*THE PROBLEM*:
All lines from the one containing "[locate] the stone handrail" through the end of the data below must be reproduced exactly, and no others.

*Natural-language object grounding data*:
╔══

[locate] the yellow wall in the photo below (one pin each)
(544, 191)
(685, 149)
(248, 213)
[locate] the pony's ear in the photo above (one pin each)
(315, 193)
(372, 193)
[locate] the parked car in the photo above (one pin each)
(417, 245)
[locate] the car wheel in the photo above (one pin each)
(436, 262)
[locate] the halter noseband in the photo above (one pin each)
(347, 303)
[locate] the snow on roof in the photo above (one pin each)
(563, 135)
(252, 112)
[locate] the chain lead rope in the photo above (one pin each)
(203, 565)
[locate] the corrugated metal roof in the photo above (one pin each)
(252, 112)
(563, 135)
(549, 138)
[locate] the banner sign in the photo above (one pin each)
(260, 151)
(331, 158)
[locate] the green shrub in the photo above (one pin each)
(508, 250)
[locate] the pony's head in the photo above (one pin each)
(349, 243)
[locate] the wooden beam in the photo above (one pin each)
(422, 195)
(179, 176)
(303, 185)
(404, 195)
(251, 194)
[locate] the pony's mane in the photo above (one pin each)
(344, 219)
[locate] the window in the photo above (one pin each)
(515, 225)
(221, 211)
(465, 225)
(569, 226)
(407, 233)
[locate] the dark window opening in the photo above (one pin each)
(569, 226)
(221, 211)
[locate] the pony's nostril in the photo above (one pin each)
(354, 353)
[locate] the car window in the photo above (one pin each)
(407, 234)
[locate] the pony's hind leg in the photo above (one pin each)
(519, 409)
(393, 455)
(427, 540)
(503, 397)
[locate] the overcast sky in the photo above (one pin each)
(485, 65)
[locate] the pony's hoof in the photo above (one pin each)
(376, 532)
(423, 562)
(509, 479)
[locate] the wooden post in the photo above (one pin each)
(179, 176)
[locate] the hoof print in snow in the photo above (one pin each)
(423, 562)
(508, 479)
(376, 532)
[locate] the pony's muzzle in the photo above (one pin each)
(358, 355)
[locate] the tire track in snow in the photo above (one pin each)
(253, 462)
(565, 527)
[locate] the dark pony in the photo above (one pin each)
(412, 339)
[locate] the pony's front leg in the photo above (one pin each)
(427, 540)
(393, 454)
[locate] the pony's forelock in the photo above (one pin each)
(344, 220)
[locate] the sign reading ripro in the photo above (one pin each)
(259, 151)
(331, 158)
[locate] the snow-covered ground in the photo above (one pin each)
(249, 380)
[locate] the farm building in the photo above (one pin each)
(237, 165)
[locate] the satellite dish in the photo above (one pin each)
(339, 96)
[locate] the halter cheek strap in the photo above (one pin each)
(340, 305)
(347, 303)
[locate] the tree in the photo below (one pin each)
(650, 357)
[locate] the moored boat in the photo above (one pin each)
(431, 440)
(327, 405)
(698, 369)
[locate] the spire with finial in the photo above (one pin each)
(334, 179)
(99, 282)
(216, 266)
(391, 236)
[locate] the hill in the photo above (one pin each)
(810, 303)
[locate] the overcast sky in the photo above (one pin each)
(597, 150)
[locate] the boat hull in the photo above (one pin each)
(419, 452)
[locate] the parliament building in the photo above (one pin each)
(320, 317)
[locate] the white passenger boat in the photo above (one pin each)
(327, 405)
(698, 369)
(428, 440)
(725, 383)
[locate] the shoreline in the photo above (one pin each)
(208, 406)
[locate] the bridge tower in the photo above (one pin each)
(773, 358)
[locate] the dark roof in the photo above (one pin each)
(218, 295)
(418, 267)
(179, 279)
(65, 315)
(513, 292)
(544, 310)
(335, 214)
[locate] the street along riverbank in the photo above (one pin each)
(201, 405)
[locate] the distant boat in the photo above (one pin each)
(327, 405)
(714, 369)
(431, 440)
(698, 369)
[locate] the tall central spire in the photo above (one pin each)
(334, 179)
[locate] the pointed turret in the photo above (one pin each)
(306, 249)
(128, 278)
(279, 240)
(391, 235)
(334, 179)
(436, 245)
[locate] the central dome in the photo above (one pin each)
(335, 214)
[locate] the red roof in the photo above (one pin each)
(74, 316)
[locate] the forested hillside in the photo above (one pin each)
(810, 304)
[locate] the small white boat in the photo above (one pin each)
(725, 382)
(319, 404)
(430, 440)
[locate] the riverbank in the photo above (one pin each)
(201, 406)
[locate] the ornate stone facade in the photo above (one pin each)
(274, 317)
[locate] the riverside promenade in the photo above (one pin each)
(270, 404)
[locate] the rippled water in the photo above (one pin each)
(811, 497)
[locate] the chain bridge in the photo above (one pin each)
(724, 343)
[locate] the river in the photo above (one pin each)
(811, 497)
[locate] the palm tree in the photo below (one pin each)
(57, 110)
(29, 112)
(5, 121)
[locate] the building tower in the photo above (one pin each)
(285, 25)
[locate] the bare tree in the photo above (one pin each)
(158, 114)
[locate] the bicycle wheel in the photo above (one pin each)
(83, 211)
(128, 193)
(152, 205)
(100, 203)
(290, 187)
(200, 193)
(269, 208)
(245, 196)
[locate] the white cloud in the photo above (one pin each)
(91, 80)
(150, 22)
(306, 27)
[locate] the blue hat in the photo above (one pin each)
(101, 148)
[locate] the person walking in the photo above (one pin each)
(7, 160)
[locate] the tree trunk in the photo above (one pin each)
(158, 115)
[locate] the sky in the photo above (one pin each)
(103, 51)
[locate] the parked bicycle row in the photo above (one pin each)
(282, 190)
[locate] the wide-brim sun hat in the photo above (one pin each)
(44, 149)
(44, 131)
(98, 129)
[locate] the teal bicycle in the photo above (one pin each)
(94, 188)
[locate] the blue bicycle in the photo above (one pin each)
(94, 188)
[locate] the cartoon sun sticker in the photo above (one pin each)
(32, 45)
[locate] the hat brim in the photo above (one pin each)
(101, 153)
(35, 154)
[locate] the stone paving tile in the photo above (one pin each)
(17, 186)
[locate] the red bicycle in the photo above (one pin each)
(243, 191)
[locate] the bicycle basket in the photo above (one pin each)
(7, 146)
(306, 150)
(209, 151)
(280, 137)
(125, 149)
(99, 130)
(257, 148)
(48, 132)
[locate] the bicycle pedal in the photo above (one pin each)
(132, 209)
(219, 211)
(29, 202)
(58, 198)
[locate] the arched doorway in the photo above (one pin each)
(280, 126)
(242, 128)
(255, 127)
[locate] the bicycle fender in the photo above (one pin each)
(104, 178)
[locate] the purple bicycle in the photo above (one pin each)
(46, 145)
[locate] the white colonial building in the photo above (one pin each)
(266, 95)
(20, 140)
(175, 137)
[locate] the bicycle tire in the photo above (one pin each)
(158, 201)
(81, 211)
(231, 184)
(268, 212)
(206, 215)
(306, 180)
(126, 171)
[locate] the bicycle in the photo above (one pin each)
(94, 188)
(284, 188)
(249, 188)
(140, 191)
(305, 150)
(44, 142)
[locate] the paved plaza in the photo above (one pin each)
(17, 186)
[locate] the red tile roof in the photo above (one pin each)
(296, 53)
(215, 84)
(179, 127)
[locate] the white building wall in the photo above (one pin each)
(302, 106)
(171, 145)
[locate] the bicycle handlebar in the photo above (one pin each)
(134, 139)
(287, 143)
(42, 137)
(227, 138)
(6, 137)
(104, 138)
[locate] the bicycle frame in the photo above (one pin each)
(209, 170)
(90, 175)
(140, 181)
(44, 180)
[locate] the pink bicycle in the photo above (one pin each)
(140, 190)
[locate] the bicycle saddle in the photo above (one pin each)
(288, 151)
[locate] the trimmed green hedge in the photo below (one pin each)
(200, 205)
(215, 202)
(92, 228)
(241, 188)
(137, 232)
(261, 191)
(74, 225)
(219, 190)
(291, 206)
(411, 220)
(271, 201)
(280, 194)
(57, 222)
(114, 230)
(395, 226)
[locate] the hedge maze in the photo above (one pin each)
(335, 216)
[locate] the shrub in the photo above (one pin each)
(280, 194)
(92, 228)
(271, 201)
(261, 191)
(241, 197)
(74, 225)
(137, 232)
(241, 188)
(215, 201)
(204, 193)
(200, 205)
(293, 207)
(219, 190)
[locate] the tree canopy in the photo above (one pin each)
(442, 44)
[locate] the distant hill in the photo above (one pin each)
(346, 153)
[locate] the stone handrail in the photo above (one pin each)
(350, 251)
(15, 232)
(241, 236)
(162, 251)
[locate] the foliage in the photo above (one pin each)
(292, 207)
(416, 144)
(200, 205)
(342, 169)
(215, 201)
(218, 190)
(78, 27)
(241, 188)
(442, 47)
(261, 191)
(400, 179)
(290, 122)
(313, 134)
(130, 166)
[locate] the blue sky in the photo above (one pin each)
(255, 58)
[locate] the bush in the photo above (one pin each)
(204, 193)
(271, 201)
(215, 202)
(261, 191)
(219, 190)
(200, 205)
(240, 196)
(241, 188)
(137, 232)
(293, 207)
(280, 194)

╚══

*YOUR SOLUTION*:
[locate] the stone handrail in the photo above (one pin each)
(350, 251)
(15, 232)
(241, 236)
(162, 251)
[locate] the foliage in the photo above (one pin each)
(292, 207)
(416, 144)
(200, 205)
(342, 169)
(215, 201)
(218, 190)
(78, 27)
(241, 188)
(442, 47)
(261, 191)
(400, 179)
(290, 122)
(313, 134)
(130, 166)
[locate] the blue sky in the photo above (one pin each)
(255, 58)
[locate] the bush in the photo above (one pin each)
(204, 193)
(271, 201)
(215, 202)
(261, 191)
(219, 190)
(200, 205)
(240, 196)
(241, 188)
(137, 232)
(293, 207)
(280, 194)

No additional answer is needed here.